## EXERCISE DETAILS
Translate this sentence from the text on model validation problems into Spanish: "A machine learning model learns what was presented to it during the training time."

## TEXT TO READ
************

To save our butts, I reached out to analysts who collected the testing results and calculated the performance figure. She sent me back a spreadsheet with unique identifiers (objects that we are predicting) and some attributes. Without firing up any weapons from my toolkit, I realized the first problem: attributes reported in the validation report do not match with the target requirement.
For instance, let's say that we would like to build a model to predict whether a given day would be ideal for a day trip. For a day to be qualified as "ideal", it must meet the following two criteria:
- The expected $ I spent would be less than $500
- The weather between 10 am to 12 pm is not rainy
But the report only contains information such as "weather between 8 am to 11 am", and "the expected $ the team spent". These two pieces of information are then put together and treated as the target. You can't say there is no value in recording the two attributes; in fact, there is an overlap. However, this is not what we agreed upon. When gauging the model performance, we need to refer back to the model definition and capture exactly the needed features. Otherwise, it's not an apples-to-apples comparison.
Another problem lies in the model attribute distributions. I compared how the distributions of selected features differ from the training set, testing set, and (essentially) the holdout testing set. Very few features have similar distributions. A machine learning model learns what was presented to it during the training time. This is not even a generalization problem - over time, some features may have drifted and that is a call for more recent data. Consider Twitter spam behaviors. If the model was trained using 2014 data, of course, the model will fail in finding 2020 spammers. There is no guarantee that over time, features in our model have constant distributions.
The third problem is the most interesting one, and it deserves a section itself.
Be careful with Pipelines...
When I trained a model on the server and immediately used it to predict the training dataset (Caution: THIS PRACTICE IS NOT ENCOURAGED), each instance got an assigned probability. I saved the model to my local workstation, load the same training dataset, and used the saved model to generate predictions. Probabilities changed for the same instance! Why? I have the seed set, and the model configuration (i.e. parameters of the model) is what I need. The way I calculated model performance metrics (accuracy, precisions, etc) is correct. The model pickle file was not contaminated with random noises. Could it be because of the different environment setups? I was under the impression that a trained ML model should always spit out the same output given the same input! After spending a whole morning debugging (in Jupyter Notebook), I was pulling my hair out, crying.

************

Recorded data:
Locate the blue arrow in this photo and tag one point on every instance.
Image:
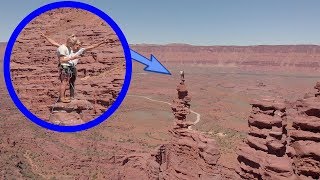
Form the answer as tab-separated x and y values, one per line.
153	65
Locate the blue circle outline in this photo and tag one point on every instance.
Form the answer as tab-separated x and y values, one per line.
7	57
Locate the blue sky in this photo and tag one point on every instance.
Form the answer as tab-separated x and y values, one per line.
203	22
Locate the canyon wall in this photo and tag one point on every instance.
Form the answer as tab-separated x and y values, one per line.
264	56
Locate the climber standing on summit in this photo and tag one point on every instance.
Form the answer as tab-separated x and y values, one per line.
67	63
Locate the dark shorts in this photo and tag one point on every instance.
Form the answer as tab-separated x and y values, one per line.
66	72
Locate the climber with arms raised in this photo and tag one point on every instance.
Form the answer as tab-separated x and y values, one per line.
68	56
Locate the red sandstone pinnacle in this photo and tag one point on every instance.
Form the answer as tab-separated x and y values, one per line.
188	155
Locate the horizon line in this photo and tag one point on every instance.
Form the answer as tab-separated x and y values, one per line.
186	44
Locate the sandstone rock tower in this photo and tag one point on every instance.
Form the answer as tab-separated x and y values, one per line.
73	113
187	155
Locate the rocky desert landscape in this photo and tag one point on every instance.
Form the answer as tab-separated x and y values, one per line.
241	113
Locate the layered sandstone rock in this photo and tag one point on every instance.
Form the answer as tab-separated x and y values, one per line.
74	113
262	56
188	155
305	137
263	155
34	63
280	146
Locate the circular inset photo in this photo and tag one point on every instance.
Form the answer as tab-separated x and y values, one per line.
67	66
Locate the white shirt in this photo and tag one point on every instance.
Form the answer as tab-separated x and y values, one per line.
63	50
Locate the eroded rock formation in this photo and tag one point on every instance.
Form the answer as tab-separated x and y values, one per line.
188	155
281	146
74	113
263	155
304	132
34	63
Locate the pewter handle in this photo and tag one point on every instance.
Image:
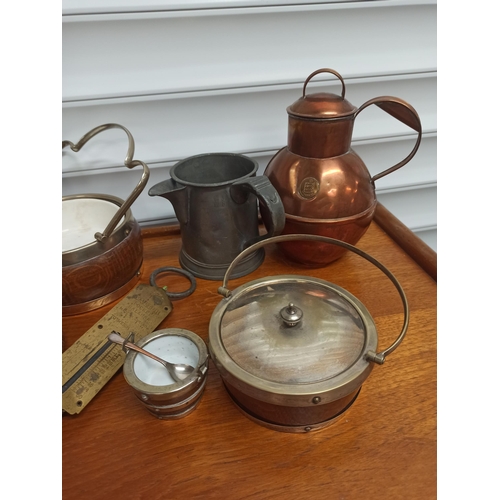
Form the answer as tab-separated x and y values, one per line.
128	162
379	357
324	70
403	112
270	204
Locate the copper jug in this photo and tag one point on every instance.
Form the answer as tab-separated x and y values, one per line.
325	187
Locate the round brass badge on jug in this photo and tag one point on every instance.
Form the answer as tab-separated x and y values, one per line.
309	188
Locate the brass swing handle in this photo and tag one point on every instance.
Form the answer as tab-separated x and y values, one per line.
379	357
128	162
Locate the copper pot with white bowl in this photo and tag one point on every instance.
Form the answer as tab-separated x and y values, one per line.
102	248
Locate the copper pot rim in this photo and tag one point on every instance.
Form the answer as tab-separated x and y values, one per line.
365	213
95	248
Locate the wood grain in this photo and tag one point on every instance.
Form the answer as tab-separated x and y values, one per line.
383	447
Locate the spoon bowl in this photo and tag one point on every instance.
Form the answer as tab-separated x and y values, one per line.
178	371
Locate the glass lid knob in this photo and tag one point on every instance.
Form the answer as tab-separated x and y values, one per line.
291	315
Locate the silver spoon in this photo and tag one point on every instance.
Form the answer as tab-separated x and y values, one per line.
178	371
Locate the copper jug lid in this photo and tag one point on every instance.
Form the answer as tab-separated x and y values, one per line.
322	105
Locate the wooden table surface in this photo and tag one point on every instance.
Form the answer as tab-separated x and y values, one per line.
383	447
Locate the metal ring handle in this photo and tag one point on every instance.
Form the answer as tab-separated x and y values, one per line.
128	162
403	112
174	295
379	357
324	70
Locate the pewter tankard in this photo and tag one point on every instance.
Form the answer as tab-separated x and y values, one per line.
216	198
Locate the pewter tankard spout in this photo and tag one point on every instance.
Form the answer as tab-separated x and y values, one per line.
216	199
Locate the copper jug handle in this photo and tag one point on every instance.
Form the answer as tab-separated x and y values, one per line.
128	162
403	112
324	70
375	357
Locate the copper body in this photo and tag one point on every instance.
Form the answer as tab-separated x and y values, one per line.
325	187
105	277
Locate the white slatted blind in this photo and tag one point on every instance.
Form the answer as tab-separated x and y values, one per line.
202	76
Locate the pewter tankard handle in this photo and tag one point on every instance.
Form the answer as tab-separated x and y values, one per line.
128	162
270	204
378	357
403	112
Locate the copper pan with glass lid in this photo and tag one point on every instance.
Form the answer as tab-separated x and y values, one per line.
293	351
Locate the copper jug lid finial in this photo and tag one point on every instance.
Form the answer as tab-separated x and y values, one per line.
322	105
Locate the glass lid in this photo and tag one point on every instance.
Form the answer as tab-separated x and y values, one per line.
293	330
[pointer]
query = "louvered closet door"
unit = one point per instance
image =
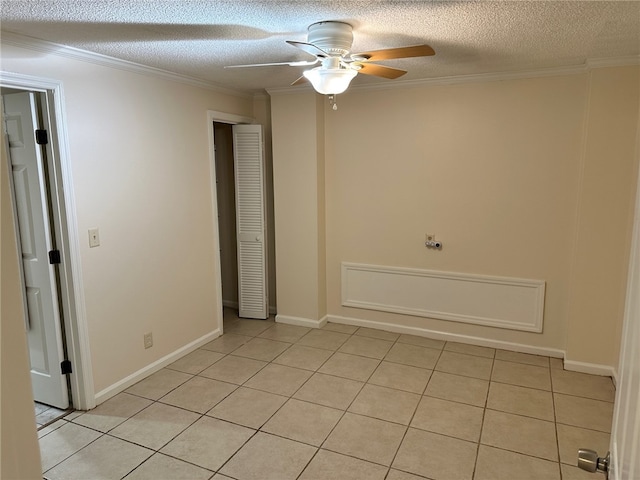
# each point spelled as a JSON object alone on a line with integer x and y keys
{"x": 250, "y": 221}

************

## SOLUTION TO THIS EXERCISE
Un modelo de aprendizaje automático aprende lo que se le presentó durante el tiempo de entrenamiento.